Exercise task. Copy out all of the rows below word for word, leaving the pictures out of your answer.

Data lines
───
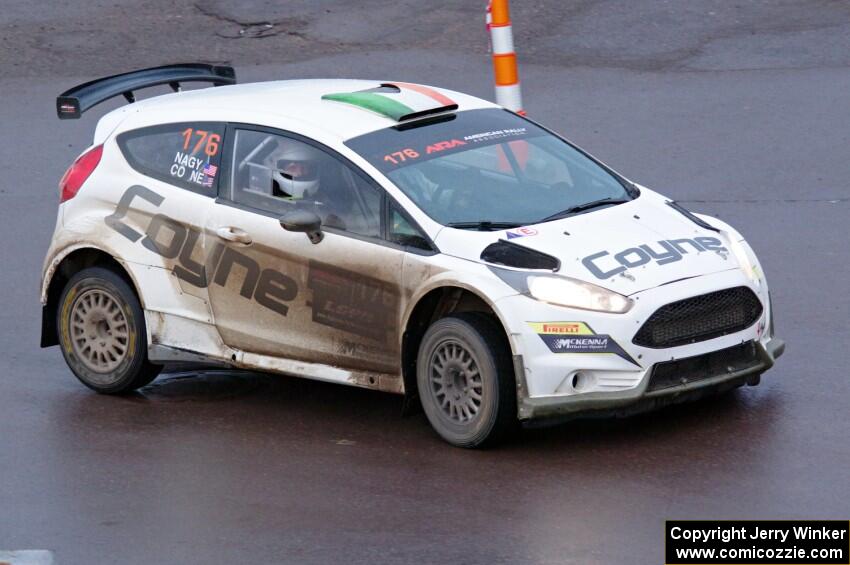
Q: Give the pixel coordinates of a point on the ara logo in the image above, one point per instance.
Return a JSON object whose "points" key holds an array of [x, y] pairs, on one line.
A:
{"points": [[443, 145], [174, 241], [603, 265]]}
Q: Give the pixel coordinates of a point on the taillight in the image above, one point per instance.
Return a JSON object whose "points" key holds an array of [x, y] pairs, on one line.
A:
{"points": [[77, 173]]}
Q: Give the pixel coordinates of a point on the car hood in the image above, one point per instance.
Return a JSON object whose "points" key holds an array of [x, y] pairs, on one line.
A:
───
Final result.
Q: Give the pixel coordinates of a point on the ara logo in the image above, one point per instance.
Return a JSON object whose "points" key holds an array of [x, y] pairs, on one line.
A:
{"points": [[443, 145], [174, 241], [603, 265]]}
Q: Give the pixel coordinates of a point on the taillight in the image above, one point per instance.
Return a JSON object whose "points" key holds an array of [x, y] pairs, on one line.
A:
{"points": [[77, 173]]}
Q: Give the pixel coordinates of a point on the car hood in the image above, one point per instance.
Return a JSON object whose "points" key holds an array of [x, y] pairs, on one line.
A:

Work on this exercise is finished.